>> Start RECORD EXTRACTS

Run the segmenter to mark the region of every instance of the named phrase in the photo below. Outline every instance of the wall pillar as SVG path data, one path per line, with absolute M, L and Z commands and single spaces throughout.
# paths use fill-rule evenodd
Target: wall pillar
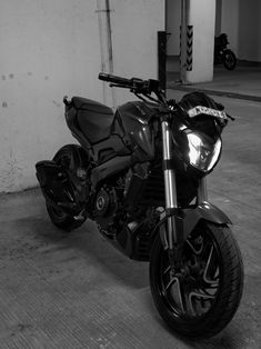
M 181 81 L 213 79 L 215 0 L 181 0 Z

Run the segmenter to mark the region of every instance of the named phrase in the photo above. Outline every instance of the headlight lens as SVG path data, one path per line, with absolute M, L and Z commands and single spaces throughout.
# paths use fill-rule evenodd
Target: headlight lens
M 198 170 L 208 172 L 215 166 L 221 152 L 221 139 L 210 142 L 202 134 L 187 133 L 190 164 Z

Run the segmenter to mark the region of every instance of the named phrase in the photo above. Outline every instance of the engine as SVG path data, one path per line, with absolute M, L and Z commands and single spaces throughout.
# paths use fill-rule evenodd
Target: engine
M 123 195 L 123 188 L 119 186 L 104 185 L 98 191 L 94 200 L 94 219 L 98 228 L 102 233 L 114 237 L 117 228 L 120 226 L 120 220 L 123 216 L 120 202 Z

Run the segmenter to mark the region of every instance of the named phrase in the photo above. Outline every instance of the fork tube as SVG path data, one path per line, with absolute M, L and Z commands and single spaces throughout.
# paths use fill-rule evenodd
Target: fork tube
M 198 188 L 198 205 L 208 201 L 207 178 L 201 178 Z
M 178 208 L 177 202 L 177 188 L 175 188 L 175 173 L 171 164 L 172 159 L 172 142 L 171 130 L 168 121 L 161 122 L 162 143 L 163 143 L 163 173 L 164 173 L 164 190 L 165 190 L 165 211 L 167 215 Z M 171 215 L 168 217 L 168 242 L 169 249 L 173 252 L 173 247 L 178 241 L 175 219 Z

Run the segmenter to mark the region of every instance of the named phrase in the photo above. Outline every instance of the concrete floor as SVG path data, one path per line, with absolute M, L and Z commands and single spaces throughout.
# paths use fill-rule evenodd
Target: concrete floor
M 214 96 L 229 96 L 244 100 L 261 101 L 261 66 L 239 61 L 234 70 L 222 64 L 214 66 L 213 80 L 209 82 L 180 84 L 180 66 L 177 58 L 167 61 L 167 86 L 170 89 L 201 90 Z
M 205 341 L 178 338 L 153 307 L 148 263 L 121 256 L 92 222 L 62 235 L 33 189 L 0 197 L 1 349 L 260 348 L 261 103 L 219 100 L 238 116 L 209 178 L 210 199 L 232 219 L 245 268 L 232 322 Z

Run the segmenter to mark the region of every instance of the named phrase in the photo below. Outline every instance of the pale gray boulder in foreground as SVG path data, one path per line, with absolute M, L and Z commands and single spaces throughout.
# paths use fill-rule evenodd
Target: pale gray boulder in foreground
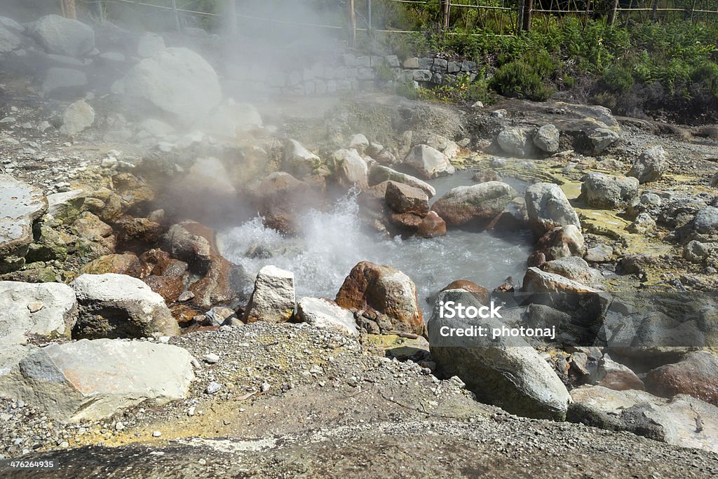
M 70 285 L 80 304 L 75 338 L 142 338 L 180 333 L 164 300 L 141 280 L 114 273 L 82 275 Z
M 317 328 L 337 329 L 355 336 L 359 335 L 354 315 L 331 300 L 302 298 L 297 305 L 297 317 Z
M 31 338 L 69 339 L 77 318 L 75 291 L 67 285 L 0 281 L 0 347 Z
M 192 356 L 174 346 L 111 339 L 50 344 L 25 357 L 0 394 L 22 399 L 58 420 L 110 417 L 145 401 L 187 396 Z

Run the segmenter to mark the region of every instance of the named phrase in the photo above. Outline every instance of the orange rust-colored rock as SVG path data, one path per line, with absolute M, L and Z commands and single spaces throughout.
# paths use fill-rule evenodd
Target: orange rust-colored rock
M 452 281 L 447 285 L 442 291 L 447 290 L 464 290 L 468 291 L 474 298 L 479 300 L 481 304 L 488 304 L 491 299 L 491 292 L 483 286 L 480 286 L 472 281 L 467 280 L 457 280 Z
M 434 238 L 446 236 L 447 224 L 436 212 L 429 212 L 416 229 L 416 236 L 422 238 Z
M 368 261 L 357 264 L 337 293 L 336 302 L 347 309 L 383 315 L 392 331 L 416 334 L 424 331 L 414 282 L 390 266 Z
M 174 303 L 185 290 L 182 278 L 151 275 L 142 279 L 153 291 L 164 298 L 165 303 Z

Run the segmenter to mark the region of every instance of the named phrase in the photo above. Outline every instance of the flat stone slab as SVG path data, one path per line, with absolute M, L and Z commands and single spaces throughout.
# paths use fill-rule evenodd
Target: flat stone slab
M 47 211 L 42 191 L 0 174 L 0 272 L 22 266 L 32 242 L 32 223 Z
M 75 291 L 67 285 L 0 281 L 0 348 L 29 338 L 69 339 L 77 318 Z

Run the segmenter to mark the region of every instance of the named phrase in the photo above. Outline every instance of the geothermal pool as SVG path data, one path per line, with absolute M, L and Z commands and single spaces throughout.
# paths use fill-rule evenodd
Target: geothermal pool
M 437 190 L 432 199 L 455 186 L 475 184 L 471 180 L 473 173 L 460 171 L 429 181 Z M 507 182 L 523 194 L 525 184 Z M 362 225 L 359 207 L 351 194 L 337 201 L 330 211 L 301 216 L 300 223 L 304 234 L 288 237 L 255 218 L 219 233 L 222 252 L 253 275 L 266 265 L 293 272 L 298 298 L 334 298 L 360 261 L 388 265 L 414 280 L 419 303 L 427 313 L 431 305 L 426 298 L 455 280 L 469 280 L 489 289 L 508 276 L 521 281 L 532 251 L 528 231 L 501 236 L 451 229 L 439 238 L 387 240 Z

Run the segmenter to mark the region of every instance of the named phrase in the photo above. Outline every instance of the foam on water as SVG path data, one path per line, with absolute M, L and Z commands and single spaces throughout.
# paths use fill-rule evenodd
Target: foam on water
M 508 276 L 520 280 L 531 252 L 528 232 L 500 237 L 449 229 L 439 238 L 387 240 L 363 227 L 356 198 L 351 194 L 330 211 L 307 212 L 299 223 L 304 228 L 302 237 L 288 237 L 255 218 L 220 233 L 223 253 L 253 275 L 266 265 L 293 272 L 299 298 L 333 298 L 360 261 L 393 266 L 416 283 L 426 312 L 430 307 L 424 300 L 455 280 L 469 280 L 489 289 Z M 258 247 L 274 256 L 262 257 L 255 251 L 253 257 L 248 257 L 247 252 Z

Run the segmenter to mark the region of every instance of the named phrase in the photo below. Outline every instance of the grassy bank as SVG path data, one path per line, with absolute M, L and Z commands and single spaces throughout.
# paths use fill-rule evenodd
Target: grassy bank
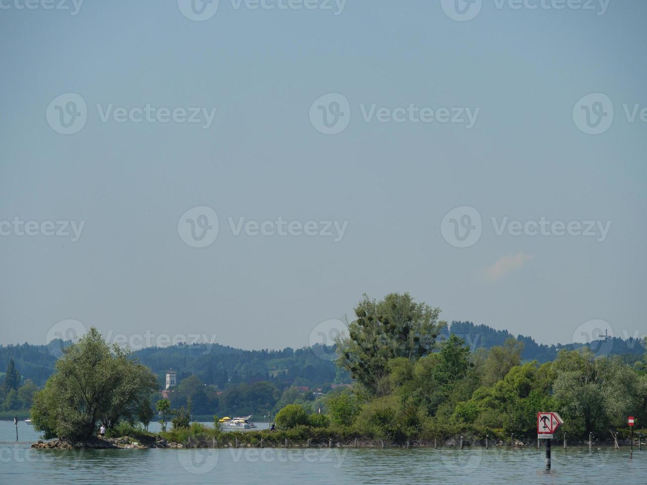
M 433 446 L 435 443 L 438 446 L 457 446 L 460 436 L 464 436 L 465 444 L 474 444 L 478 446 L 483 445 L 485 436 L 489 436 L 490 445 L 498 444 L 509 445 L 510 436 L 504 434 L 502 430 L 489 430 L 489 432 L 478 433 L 477 430 L 466 427 L 461 430 L 452 430 L 454 432 L 438 433 L 435 436 L 432 435 L 418 435 L 407 438 L 404 437 L 395 438 L 389 436 L 366 435 L 360 433 L 352 427 L 331 426 L 325 428 L 313 427 L 310 426 L 296 426 L 289 429 L 279 429 L 270 431 L 269 429 L 252 430 L 241 433 L 239 431 L 223 432 L 212 426 L 207 426 L 199 423 L 193 423 L 188 428 L 171 429 L 161 432 L 157 435 L 161 436 L 169 443 L 179 443 L 184 446 L 213 447 L 217 446 L 234 446 L 237 443 L 239 446 L 259 446 L 262 444 L 267 447 L 285 446 L 286 440 L 289 446 L 304 447 L 309 444 L 313 447 L 327 446 L 331 441 L 333 446 L 353 446 L 356 443 L 358 446 L 381 446 L 384 442 L 386 446 Z M 448 430 L 449 431 L 449 430 Z M 634 436 L 637 440 L 638 433 L 644 434 L 647 430 L 637 430 Z M 127 424 L 121 424 L 113 429 L 108 431 L 109 437 L 120 437 L 128 436 L 137 438 L 143 442 L 149 441 L 156 435 L 149 433 L 142 427 L 135 427 Z M 619 439 L 628 439 L 629 433 L 619 433 Z M 609 439 L 602 437 L 602 442 L 609 442 Z M 528 445 L 536 444 L 534 436 L 521 438 L 515 436 L 515 441 L 521 440 Z M 573 440 L 574 445 L 581 440 Z M 597 442 L 600 442 L 599 440 Z

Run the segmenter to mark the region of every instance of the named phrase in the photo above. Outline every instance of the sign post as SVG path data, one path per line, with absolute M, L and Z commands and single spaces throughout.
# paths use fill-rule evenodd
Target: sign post
M 556 413 L 537 413 L 537 438 L 546 440 L 546 470 L 551 470 L 551 440 L 564 420 Z
M 631 430 L 631 451 L 629 452 L 629 457 L 633 458 L 633 416 L 630 416 L 628 421 L 629 428 Z

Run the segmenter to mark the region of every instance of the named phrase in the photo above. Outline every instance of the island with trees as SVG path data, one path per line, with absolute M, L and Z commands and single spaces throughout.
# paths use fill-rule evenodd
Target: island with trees
M 639 429 L 647 423 L 646 342 L 608 355 L 596 355 L 587 345 L 564 346 L 552 360 L 540 362 L 524 358 L 527 338 L 507 336 L 499 345 L 471 349 L 458 332 L 441 338 L 448 324 L 439 319 L 440 309 L 408 294 L 380 301 L 364 296 L 355 314 L 334 343 L 335 369 L 324 371 L 325 378 L 343 376 L 351 385 L 311 389 L 294 377 L 282 391 L 276 381 L 250 380 L 215 391 L 220 400 L 232 394 L 226 405 L 234 411 L 276 413 L 272 431 L 223 432 L 216 413 L 213 425 L 195 422 L 196 407 L 208 409 L 212 385 L 192 374 L 173 398 L 163 398 L 159 376 L 141 361 L 152 350 L 138 355 L 109 346 L 93 329 L 63 348 L 41 389 L 32 382 L 23 393 L 33 395 L 34 427 L 45 440 L 54 438 L 34 446 L 452 446 L 460 436 L 470 443 L 488 436 L 495 445 L 513 439 L 521 446 L 535 442 L 539 411 L 559 412 L 565 422 L 560 432 L 571 441 L 590 434 L 606 442 L 615 433 L 626 438 L 628 416 Z M 544 347 L 538 352 L 551 351 Z M 294 352 L 289 358 L 294 361 Z M 5 396 L 17 395 L 18 380 L 12 361 Z M 147 431 L 153 419 L 160 422 L 158 433 Z M 102 425 L 108 431 L 99 438 Z

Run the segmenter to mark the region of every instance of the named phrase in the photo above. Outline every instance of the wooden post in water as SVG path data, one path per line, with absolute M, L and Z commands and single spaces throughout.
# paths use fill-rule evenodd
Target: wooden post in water
M 545 440 L 546 442 L 546 471 L 551 471 L 551 440 Z
M 629 452 L 629 457 L 633 458 L 633 426 L 631 426 L 631 451 Z

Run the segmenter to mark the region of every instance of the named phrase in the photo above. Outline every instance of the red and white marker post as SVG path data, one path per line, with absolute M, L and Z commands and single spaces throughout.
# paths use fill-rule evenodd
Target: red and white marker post
M 629 457 L 633 458 L 633 416 L 630 416 L 627 419 L 629 427 L 631 430 L 631 451 L 629 452 Z

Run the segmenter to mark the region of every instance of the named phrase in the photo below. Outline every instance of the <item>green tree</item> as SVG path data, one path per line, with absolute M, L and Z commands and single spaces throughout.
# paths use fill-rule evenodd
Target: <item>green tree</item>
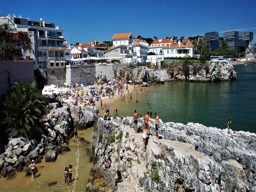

>> End RECORD EXTRACTS

DIRECTIONS FOR THIS TASK:
Output the listing lines as a Markdown table with columns "Row" and "Line", running from the line with "of the geothermal" up to and including the line with "M 508 276 L". Number the rows in order and leave out blank lines.

FULL SOLUTION:
| Row | Line |
|---|---|
| 1 | Run the segmenter to mark the region of every instance of the named phrase in the photo above. Outline every instance of the geothermal pool as SVG path data, one path per line, with absolute M, L and Z commands and single spaces throughout. |
| 2 | # paths use fill-rule evenodd |
| 3 | Target: geothermal pool |
| 4 | M 437 190 L 432 199 L 455 186 L 475 184 L 471 180 L 473 173 L 460 171 L 429 181 Z M 507 182 L 523 194 L 525 184 Z M 362 225 L 359 207 L 351 194 L 337 201 L 330 211 L 301 216 L 300 223 L 304 234 L 288 237 L 255 218 L 219 233 L 222 252 L 253 275 L 266 265 L 293 272 L 298 298 L 334 298 L 360 261 L 388 265 L 414 280 L 419 303 L 427 313 L 431 305 L 426 298 L 455 280 L 469 280 L 489 289 L 508 276 L 521 281 L 532 251 L 528 231 L 501 236 L 451 229 L 439 238 L 387 240 Z |
| 5 | Run the segmenter to mark the region of every instance of the named phrase in the photo above. Outline every instance of the foam on water as SVG path data, one path per line, with absolute M, L and Z commands and single spaces throughout. |
| 6 | # paths use fill-rule evenodd |
| 7 | Target: foam on water |
| 8 | M 508 276 L 520 280 L 531 252 L 528 232 L 500 237 L 449 229 L 439 238 L 387 240 L 363 227 L 356 198 L 351 194 L 330 211 L 307 212 L 299 223 L 304 228 L 302 237 L 288 237 L 255 218 L 220 233 L 223 253 L 253 275 L 266 265 L 293 272 L 299 298 L 333 298 L 360 261 L 393 266 L 416 283 L 426 312 L 430 307 L 424 300 L 455 280 L 469 280 L 489 289 Z M 258 247 L 274 256 L 262 257 L 255 251 L 253 257 L 248 257 L 247 252 Z |